▶ Descripción de la tarea: Reescribe como lista el párrafo del texto sobre TikTok que comienza con «La diferencia es sustancial» y conserva sus ideas principales.

▶ Fragmento citado:
>>>>
Imaginemos un telediario sin presentadores, sin cabecera y sin redacción. Uno que no decide un director sino un algoritmo. Eso es TikTok, el informativo del siglo XXI para buena parte de los menores de veinte años.
Mientras los adultos (los boomers, en dialecto digital) seguimos en Instagram recordando cenas o en X, fingiendo debates con los mismos perros cambiando de collares, millones de jóvenes se informan cada día deslizando el dedo hacia arriba. No hay matiz ni contexto. Solo una cascada infinita de vídeos de medio minuto.
Khaby Lame
TikTok no informa, confirma; te enseña lo que ya piensas, lo que te gusta...
La diferencia es sustancial: TikTok no informa, confirma. Te enseña lo que ya piensas, lo que te gusta, lo que tu cerebro ha decidido que le reconforta. Si te atrae una teoría conspiranoica, te ofrece diez más. Si algo te indigna, más ración. El contraste de opiniones se evapora y el espíritu crítico es una especie en extinción.
TikTok no es una plaza: es un espejo. Te devuelve tu reflejo amplificado, más guapo, más convincente y, sobre todo, más radical.
El abismo generacional se entiende con un dato: los diez nombres más seguidos de TikTok son, para la mayoría de adultos, perfectos desconocidos. Khaby Lame, Charli D’Amelio, Bella Poarch, Addison Rae, Zach King… En cambio, en IG o en X mandan CR7, Messi, Taylor Swift o Elon Musk: nombres globales, parte del imaginario compartido. TikTok ha creado una fama sin biografía: ídolos sin historia ni discurso. Celebridades del instante.
<<<<
▶ Entradas de datos recopilados:
>>>>
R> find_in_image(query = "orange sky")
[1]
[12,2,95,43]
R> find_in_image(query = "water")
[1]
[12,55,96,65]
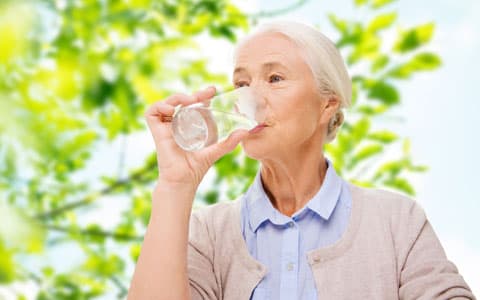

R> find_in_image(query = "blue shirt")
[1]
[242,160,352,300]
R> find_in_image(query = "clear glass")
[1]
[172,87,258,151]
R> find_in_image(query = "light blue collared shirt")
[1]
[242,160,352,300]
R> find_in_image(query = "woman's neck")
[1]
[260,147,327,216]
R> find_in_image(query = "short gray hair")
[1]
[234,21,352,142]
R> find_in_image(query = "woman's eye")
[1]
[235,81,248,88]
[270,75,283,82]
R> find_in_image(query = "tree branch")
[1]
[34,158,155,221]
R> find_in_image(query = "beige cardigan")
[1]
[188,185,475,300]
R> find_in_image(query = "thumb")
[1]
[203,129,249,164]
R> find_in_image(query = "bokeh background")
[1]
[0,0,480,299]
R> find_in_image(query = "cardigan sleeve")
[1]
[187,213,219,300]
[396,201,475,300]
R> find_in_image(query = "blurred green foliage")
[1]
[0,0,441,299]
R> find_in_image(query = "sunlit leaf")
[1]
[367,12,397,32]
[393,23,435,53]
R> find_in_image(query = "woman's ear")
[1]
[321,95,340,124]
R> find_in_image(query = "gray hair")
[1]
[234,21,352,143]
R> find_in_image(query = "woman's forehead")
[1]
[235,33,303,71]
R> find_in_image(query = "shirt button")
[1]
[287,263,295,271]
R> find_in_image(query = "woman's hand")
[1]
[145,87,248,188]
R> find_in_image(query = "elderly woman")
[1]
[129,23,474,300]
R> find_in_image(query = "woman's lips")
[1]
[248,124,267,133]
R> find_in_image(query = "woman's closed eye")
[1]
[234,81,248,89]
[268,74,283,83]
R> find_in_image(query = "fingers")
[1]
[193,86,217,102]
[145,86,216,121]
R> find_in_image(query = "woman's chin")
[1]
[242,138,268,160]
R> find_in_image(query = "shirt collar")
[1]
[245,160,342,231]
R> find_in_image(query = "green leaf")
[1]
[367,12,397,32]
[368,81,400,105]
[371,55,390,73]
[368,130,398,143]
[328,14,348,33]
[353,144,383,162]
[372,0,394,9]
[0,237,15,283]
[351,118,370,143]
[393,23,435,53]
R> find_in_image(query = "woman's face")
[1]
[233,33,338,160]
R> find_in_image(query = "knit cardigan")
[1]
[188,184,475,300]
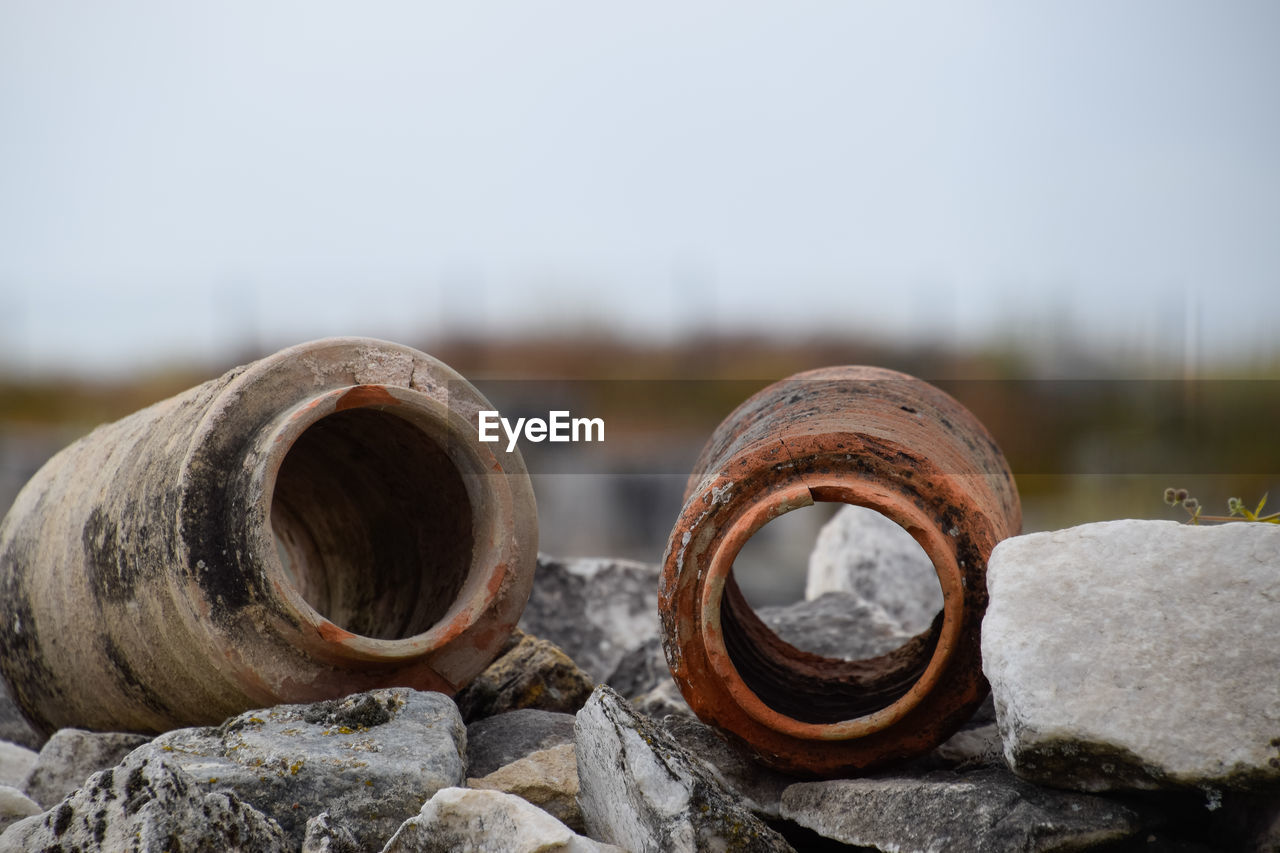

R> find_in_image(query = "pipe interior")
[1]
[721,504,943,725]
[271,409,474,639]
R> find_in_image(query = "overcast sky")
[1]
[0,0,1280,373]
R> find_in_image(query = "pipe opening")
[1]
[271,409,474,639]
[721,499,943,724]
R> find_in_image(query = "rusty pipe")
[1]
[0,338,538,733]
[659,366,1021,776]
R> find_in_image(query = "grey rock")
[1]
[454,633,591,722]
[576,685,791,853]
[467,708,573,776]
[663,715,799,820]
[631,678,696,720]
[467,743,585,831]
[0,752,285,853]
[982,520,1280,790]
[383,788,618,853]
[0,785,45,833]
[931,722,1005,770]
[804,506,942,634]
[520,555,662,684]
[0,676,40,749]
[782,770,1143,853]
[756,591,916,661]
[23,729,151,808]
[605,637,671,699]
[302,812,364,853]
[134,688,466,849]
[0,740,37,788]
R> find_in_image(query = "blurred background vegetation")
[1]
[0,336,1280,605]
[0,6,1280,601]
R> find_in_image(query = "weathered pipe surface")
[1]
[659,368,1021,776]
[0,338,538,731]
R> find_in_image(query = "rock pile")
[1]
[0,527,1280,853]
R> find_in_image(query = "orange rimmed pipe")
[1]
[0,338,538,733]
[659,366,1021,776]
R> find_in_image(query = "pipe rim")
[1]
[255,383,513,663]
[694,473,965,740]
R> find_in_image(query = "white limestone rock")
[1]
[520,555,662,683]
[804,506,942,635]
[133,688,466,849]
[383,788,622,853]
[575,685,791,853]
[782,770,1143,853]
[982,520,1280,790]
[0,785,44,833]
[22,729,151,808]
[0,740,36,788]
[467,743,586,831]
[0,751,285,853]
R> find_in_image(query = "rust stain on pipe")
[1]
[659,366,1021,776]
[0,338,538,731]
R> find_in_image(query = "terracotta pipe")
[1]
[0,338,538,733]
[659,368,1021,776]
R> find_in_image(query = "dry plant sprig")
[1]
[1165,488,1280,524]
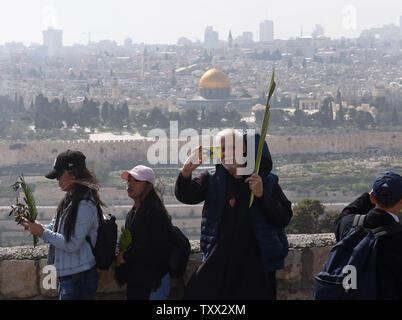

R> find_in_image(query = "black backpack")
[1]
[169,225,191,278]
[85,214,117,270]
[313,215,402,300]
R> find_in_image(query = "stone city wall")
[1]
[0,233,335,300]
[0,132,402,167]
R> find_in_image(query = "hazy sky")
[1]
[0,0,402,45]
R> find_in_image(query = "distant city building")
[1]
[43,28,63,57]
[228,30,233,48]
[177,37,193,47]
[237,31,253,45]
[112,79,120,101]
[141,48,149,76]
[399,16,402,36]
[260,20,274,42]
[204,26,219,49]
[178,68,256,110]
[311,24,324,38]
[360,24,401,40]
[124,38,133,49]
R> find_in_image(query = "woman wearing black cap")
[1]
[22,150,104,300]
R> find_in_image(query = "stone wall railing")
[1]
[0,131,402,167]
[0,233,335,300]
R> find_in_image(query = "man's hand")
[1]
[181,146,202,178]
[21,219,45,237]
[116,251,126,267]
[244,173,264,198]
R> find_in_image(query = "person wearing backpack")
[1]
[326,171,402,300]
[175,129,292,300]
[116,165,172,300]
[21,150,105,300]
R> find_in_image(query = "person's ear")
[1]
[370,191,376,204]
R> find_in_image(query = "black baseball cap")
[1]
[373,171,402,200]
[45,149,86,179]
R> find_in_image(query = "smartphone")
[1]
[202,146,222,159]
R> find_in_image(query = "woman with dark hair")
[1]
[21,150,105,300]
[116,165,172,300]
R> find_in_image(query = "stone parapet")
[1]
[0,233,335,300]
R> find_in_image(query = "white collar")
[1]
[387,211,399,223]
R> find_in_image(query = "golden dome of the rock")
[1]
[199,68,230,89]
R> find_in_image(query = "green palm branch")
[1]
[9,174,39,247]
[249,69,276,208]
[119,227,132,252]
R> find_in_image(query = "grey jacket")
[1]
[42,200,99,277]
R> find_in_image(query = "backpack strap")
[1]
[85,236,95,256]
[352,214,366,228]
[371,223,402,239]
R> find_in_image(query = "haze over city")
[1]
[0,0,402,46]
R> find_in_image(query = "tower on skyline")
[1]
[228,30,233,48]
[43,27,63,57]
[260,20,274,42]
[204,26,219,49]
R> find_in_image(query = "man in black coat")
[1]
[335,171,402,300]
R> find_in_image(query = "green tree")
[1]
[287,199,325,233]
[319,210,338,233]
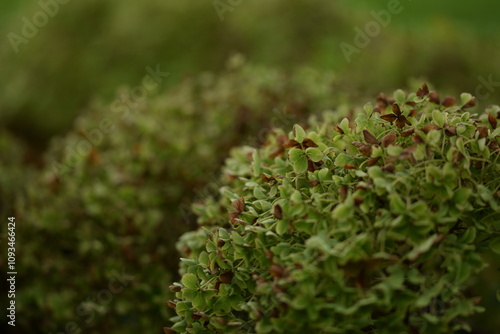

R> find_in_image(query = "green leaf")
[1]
<<<<
>>>>
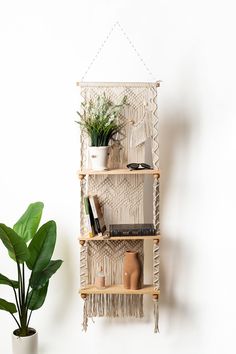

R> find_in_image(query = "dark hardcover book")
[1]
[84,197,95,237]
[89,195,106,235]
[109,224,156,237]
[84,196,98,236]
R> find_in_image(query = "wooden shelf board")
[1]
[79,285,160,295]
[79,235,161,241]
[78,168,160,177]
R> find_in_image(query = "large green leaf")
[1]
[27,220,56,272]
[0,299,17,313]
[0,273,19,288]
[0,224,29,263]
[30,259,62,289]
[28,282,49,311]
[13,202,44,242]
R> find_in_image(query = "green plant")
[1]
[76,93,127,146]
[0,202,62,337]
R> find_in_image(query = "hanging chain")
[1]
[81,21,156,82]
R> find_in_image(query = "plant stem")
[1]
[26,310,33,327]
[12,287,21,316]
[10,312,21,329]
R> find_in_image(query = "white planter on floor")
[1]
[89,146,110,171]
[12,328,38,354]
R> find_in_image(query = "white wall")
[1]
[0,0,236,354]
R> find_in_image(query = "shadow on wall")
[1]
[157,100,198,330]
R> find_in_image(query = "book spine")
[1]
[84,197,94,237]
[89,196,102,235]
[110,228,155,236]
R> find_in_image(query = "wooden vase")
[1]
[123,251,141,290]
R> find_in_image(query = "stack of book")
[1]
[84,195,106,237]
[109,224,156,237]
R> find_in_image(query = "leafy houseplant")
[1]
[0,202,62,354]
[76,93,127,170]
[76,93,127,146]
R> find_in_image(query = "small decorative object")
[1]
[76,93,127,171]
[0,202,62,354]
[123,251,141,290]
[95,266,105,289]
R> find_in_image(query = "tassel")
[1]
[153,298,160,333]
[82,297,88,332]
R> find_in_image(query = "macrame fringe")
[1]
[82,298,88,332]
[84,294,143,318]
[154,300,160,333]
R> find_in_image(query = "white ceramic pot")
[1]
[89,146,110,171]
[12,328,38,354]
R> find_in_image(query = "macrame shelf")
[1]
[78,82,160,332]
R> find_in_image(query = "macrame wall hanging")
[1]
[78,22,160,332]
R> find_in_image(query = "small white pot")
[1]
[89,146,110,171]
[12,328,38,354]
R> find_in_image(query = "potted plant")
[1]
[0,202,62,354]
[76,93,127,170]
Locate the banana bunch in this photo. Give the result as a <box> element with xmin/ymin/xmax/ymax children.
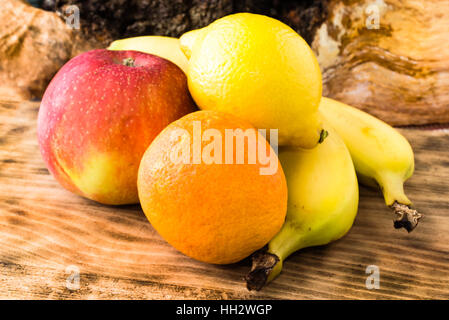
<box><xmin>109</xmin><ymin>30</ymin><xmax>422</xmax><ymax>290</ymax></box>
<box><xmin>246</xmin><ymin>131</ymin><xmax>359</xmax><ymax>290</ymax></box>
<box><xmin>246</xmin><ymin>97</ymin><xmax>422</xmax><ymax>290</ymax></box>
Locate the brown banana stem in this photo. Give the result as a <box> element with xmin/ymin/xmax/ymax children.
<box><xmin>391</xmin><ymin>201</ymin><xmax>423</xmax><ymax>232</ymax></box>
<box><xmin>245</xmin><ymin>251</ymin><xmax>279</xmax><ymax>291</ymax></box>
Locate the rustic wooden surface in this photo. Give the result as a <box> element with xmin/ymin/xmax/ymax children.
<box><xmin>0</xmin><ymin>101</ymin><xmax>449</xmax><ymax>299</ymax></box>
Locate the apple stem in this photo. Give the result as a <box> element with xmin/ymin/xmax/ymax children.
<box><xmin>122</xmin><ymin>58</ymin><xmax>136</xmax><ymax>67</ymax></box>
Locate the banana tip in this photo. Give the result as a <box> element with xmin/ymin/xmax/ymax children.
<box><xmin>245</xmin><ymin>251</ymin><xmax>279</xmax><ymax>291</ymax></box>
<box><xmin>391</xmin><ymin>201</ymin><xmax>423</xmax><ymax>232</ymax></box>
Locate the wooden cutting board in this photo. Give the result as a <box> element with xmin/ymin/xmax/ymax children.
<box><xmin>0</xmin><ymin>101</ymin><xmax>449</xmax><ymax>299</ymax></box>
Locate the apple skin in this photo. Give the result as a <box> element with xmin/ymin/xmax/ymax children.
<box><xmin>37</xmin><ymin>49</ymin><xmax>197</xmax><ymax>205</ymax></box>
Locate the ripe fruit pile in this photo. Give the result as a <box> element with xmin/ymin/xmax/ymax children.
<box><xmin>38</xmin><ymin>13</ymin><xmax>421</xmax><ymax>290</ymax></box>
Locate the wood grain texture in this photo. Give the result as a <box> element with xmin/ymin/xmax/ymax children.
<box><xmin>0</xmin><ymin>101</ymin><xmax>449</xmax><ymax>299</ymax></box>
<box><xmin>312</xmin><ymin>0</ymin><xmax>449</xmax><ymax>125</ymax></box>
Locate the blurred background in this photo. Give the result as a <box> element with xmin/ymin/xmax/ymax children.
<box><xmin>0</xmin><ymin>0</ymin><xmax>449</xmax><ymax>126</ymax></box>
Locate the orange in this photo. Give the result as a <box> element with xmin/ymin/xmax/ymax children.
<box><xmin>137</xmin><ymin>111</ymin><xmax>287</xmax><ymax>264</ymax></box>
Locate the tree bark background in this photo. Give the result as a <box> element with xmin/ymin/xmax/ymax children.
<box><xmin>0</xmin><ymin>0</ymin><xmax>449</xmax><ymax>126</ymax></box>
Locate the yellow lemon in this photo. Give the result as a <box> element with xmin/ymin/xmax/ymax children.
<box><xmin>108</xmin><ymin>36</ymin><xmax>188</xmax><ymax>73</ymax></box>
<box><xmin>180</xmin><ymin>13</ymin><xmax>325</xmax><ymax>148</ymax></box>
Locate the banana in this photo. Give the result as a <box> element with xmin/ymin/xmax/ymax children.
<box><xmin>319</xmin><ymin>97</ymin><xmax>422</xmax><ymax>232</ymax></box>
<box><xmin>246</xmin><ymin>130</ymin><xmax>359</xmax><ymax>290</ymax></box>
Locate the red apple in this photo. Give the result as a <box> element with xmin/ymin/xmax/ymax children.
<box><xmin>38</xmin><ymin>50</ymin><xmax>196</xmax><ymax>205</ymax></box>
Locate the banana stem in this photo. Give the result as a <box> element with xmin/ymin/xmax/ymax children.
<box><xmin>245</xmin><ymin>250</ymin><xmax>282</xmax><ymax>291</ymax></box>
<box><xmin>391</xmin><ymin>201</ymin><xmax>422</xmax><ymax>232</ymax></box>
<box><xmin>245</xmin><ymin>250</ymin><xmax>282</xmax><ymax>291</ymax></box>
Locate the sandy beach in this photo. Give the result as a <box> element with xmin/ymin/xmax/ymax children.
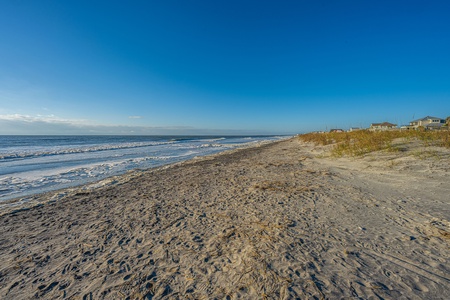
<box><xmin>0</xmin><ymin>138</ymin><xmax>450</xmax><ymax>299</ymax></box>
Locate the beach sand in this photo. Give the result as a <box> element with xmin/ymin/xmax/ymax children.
<<<<
>>>>
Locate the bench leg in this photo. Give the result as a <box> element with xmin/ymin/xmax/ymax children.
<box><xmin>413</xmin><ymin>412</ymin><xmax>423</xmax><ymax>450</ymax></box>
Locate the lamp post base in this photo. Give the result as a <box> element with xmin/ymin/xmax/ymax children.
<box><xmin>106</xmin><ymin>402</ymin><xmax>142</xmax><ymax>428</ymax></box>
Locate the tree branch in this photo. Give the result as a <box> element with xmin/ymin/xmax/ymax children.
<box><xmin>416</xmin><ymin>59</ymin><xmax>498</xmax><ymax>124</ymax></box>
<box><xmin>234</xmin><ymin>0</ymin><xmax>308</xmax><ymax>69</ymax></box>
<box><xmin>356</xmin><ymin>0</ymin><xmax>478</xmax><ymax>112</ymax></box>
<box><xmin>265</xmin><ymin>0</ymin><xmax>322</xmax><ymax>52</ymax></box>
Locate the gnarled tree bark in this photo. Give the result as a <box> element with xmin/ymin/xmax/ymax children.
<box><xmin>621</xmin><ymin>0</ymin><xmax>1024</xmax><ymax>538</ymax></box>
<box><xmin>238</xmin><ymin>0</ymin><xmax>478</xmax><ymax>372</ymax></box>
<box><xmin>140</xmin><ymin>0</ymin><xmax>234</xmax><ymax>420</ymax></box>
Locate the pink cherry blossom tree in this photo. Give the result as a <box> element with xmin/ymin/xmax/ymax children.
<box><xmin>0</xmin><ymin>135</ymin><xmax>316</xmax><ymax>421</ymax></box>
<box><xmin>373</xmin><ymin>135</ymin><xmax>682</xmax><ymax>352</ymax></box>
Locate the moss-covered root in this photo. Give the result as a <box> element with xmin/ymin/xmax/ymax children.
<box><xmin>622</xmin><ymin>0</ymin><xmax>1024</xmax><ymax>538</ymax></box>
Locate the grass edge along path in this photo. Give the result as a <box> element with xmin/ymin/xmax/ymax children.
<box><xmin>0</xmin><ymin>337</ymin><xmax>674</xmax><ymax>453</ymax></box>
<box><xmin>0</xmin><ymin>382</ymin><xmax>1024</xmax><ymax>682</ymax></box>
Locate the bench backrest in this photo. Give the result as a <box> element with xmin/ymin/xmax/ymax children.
<<<<
▶ Respuesta escrita:
- TikTok no informa, sino que confirma.
- Muestra lo que ya piensas, lo que te gusta y lo que tu cerebro ha decidido que le reconforta.
- Si te atrae una teoría conspiranoica, te ofrece diez más; si algo te indigna, te da más ración.
- El contraste de opiniones se evapora y el espíritu crítico está en extinción.